§ **作業内容**
1. 文書抜粋のうち、「各団体とも焦点の薬価頻回改定」を含む語句で始まり「じられないとの姿勢を示した。」で終わる部分を、一字も変えずに出力せよ。
2. 文書抜粋をもとに、次の問いに答えよ。
(a) 各団体は、改定頻度だけでなく何についての検討を求めたか。
(b) 日本製薬団体連合会の会長は誰か。
(c) 解消されていないと挙げられた取り引き上の問題は何か。

§ **文書抜粋**

☆ ☆ ☆

各団体とも焦点の薬価頻回改定について、現行制度を前提にした実施に改めて反対の立場を強調すると共に、改定頻度だけでなく、薬価制度全体についての検討を求めた。
中でも日本製薬団体連合会の森田清会長は、「引き上げ、引き下げの双方の可能性がある改定ルールなら公平であり、頻度も検討の余地がある」と含みを持たせながらも、[1]薬価が下がり続けるなど構造的欠陥がある仕組みで、改定頻度だけを増やすのは不公平を助長する[2]価格未妥結・仮納入や総価取り引きが解消されていない――などを理由に、頻回改定には応じられないとの姿勢を示した。

☆ ☆ ☆

§ **データ**
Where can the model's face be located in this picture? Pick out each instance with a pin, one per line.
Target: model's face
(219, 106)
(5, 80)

☆ ☆ ☆

§ **解答**
1.
各団体とも焦点の薬価頻回改定について、現行制度を前提にした実施に改めて反対の立場を強調すると共に、改定頻度だけでなく、薬価制度全体についての検討を求めた。
中でも日本製薬団体連合会の森田清会長は、「引き上げ、引き下げの双方の可能性がある改定ルールなら公平であり、頻度も検討の余地がある」と含みを持たせながらも、[1]薬価が下がり続けるなど構造的欠陥がある仕組みで、改定頻度だけを増やすのは不公平を助長する[2]価格未妥結・仮納入や総価取り引きが解消されていない――などを理由に、頻回改定には応じられないとの姿勢を示した。

2.
(a) 薬価制度全体
(b) 森田清
(c) 価格未妥結・仮納入や総価取り引き